GIVEN ENTRIES >>
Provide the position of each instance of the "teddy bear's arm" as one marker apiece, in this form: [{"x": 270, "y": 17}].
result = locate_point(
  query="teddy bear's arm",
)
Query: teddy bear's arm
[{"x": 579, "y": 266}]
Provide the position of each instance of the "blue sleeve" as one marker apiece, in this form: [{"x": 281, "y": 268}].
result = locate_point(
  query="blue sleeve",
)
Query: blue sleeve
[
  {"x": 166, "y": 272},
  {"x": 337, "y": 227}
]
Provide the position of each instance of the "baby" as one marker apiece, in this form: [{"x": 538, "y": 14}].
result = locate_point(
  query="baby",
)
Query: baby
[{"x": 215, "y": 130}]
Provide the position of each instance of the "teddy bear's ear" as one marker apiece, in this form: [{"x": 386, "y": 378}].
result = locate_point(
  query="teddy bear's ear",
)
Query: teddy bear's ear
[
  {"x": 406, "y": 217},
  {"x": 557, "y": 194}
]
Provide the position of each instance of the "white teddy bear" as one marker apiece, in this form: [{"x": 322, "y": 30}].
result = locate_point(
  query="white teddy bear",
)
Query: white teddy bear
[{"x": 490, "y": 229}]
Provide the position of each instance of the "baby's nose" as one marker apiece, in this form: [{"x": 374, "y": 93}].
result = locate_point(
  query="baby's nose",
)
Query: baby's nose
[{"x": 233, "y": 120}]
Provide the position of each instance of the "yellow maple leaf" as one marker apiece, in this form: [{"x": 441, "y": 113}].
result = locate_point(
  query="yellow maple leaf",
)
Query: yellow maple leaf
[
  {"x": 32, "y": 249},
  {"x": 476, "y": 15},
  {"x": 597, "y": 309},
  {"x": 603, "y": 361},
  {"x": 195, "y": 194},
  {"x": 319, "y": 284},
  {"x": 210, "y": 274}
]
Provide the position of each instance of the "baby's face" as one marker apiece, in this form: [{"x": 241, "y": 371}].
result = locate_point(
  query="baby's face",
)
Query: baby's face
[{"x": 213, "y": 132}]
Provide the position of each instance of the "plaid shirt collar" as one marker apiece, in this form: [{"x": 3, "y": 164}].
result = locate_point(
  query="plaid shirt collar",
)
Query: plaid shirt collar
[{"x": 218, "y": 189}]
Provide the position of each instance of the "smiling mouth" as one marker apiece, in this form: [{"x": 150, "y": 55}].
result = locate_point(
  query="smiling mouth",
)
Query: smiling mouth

PROBLEM STATEMENT >> A verbatim copy of all the entries above is requested.

ANSWER TO THE PROBLEM >>
Provide the position of each instance of the "teddy bear's arm" as one marker apiece, in this form: [{"x": 270, "y": 17}].
result = locate_point(
  query="teddy bear's arm",
)
Query: teddy bear's arm
[{"x": 579, "y": 266}]
Provide the position of each instance of the "blue sleeve" as one marker apiece, in this form: [{"x": 281, "y": 268}].
result = locate_point(
  query="blue sleeve",
)
Query: blue sleeve
[
  {"x": 166, "y": 272},
  {"x": 337, "y": 227}
]
Provide the position of each instance of the "baby" as one marker apiece, in this form: [{"x": 538, "y": 14}].
result = locate_point(
  query="baby",
)
Query: baby
[{"x": 215, "y": 130}]
Provide the position of each instance of the "teddy bear's ear" as one marker apiece, in this form: [{"x": 386, "y": 378}].
result = locate_point(
  query="teddy bear's ear",
)
Query: teddy bear's ear
[
  {"x": 406, "y": 217},
  {"x": 557, "y": 194}
]
Provide the position of each instance of the "white teddy bear" as one marker apiece, in this form: [{"x": 322, "y": 30}].
result = locate_point(
  query="white teddy bear",
)
Query: white teddy bear
[{"x": 490, "y": 229}]
Provide the position of each instance of the "baby's nose" as one marker apiece, in this form: [{"x": 374, "y": 93}].
result = locate_point(
  query="baby's nose",
)
Query: baby's nose
[{"x": 233, "y": 120}]
Provide the position of each instance of the "yellow maple leaf" as one marker apiece, in this form: [{"x": 441, "y": 113}].
result = locate_point(
  query="yellow maple leaf",
)
Query: yellow maple leaf
[
  {"x": 32, "y": 249},
  {"x": 476, "y": 15},
  {"x": 597, "y": 309},
  {"x": 603, "y": 361},
  {"x": 195, "y": 194},
  {"x": 319, "y": 284},
  {"x": 210, "y": 274}
]
Provide the position of each instance of the "baby's face" as one marker apiece, in this form: [{"x": 241, "y": 371}].
result = locate_point(
  query="baby's face",
)
Query: baby's face
[{"x": 213, "y": 132}]
Provide the position of each instance of the "plaid shirt collar" as one marker apiece, in this form: [{"x": 3, "y": 164}].
result = locate_point(
  query="plaid shirt collar",
)
Query: plaid shirt collar
[{"x": 218, "y": 189}]
Provide the position of each instance of the "smiling mouth" as one marker apiece, in this form: [{"x": 150, "y": 55}].
result = locate_point(
  query="smiling mouth",
)
Query: smiling mouth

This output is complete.